# TASKS TO PERFORM
1/ Reproduce word for word the portion of the centrifugal pump passage from "Many pump users" to "the discharge point.".
2/ Extend the centrifugal pump passage, picking up right after its final sentence.

# TEXT SEGMENT

***

Many pump users mistakenly think that a centrifugal pump will provide its maximum published flow rate in all applications.

However, unlike positive displacement pumps (gear, roller, diaphragm and others), the flow rate from a centrifugal pump will vary significantly depending upon the details of the suction and discharge piping and other "head losses" in the user's system (restrictions to flow such as elbows, tees, reducers, strainers, meters, valves, etc) and the vertical rise (or drop) from the supply source to the discharge point.

Total Static Head

The total vertical rise in the system is commonly referred to as Total Static Head. Total Static Head consists of both Static Suction Head and Static Discharge Head, and each of these can be positive or negative, depending if the supply source and discharge point are located above or below the pump elevation. Also note that some systems have a pressurized supply and/or discharge point (pressure vessel or pressurized pipe); these will also add to the Total Static Head.

Once calculated, static head doesn't change for a system - unless a plumbing change is made.

***

# SUPPLIED MATERIAL
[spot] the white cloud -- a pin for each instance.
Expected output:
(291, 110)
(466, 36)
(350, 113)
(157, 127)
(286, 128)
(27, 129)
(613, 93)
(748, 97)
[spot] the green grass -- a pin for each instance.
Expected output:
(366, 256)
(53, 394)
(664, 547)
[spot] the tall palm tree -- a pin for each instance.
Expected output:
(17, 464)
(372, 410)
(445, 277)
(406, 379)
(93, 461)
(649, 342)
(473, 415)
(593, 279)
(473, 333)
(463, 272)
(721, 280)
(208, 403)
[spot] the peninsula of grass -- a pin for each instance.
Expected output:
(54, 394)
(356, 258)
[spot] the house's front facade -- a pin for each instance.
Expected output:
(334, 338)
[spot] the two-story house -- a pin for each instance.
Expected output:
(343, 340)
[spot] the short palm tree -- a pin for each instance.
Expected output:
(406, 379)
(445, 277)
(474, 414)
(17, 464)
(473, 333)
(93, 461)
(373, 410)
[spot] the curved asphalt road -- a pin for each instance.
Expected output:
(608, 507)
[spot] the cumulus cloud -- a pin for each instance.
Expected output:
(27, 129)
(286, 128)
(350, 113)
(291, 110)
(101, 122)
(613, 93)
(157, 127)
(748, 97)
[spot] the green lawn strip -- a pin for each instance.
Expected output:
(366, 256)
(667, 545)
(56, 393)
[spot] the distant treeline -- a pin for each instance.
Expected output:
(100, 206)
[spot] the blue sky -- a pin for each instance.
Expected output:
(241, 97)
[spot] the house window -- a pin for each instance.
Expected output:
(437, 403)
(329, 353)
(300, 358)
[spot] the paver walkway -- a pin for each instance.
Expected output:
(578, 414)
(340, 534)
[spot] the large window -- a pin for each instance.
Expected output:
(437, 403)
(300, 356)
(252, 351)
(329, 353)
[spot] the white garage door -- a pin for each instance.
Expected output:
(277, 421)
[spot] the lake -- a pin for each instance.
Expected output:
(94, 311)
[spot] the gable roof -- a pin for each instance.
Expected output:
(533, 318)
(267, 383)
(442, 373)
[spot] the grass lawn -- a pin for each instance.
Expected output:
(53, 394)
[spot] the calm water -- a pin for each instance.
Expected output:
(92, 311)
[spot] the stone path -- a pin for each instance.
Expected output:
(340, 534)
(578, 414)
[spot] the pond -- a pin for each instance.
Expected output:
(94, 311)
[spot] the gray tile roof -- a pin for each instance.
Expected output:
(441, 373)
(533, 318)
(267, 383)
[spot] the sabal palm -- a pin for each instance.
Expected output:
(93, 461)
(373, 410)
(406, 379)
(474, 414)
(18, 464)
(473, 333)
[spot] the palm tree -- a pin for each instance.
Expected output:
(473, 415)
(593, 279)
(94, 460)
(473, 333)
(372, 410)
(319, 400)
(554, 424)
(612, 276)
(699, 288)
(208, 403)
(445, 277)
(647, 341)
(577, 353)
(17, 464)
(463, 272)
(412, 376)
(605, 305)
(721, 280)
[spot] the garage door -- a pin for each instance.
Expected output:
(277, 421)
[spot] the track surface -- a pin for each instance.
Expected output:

***

# RESULTS FOR THE EXERCISE
1/
Many pump users mistakenly think that a centrifugal pump will provide its maximum published flow rate in all applications.

However, unlike positive displacement pumps (gear, roller, diaphragm and others), the flow rate from a centrifugal pump will vary significantly depending upon the details of the suction and discharge piping and other "head losses" in the user's system (restrictions to flow such as elbows, tees, reducers, strainers, meters, valves, etc) and the vertical rise (or drop) from the supply source to the discharge point.

2/
If that sounded a little technical it's because it is! Long story short - your centrifugal pump doesn't dictate your flow rate - your plumbing system does.

Think of it this way - the speedometer on your car may say 160mph, but is your car capable of that speed? What if you put on larger mud tires or constrict the exhaust? The car certainly will not reach 160mph - and a centrifugal pump operates under this same premise. Now, back to today's lesson:

Total Dynamic Head

In addition, each system has a Total Dynamic Head (TDH) which is the sum of head losses due to friction through each foot of pipe, all fittings, valves, meters, strainers, etc. The reason these frictional head losses are called "dynamic" is that they vary with the flow rate moving through the system. As the desired flow rate goes up, the Total Dynamic Head goes up, and usually quite quickly.

The Total Head in a pumping/piping system is the sum of Total Static Head and Total Dynamic Head. A "System Curve" can be computed, for a variety of desired flow rates, and plotted against the particular "Pump Curve". The Centrifugal Pump Curve is published by the pump manufacturer.

The "Operating Point" (Gallons Per Minute Flow rate) of the pump, in a particular system, is at the intersection of the Centrifugal Pump Curve and the Plumbing System Curve.

If this sounds complicated, do not be concerned. Dultmeier Sales has experienced engineers on staff, along with pump flow computer programs, to properly compute and size centrifugal pumps for your applications.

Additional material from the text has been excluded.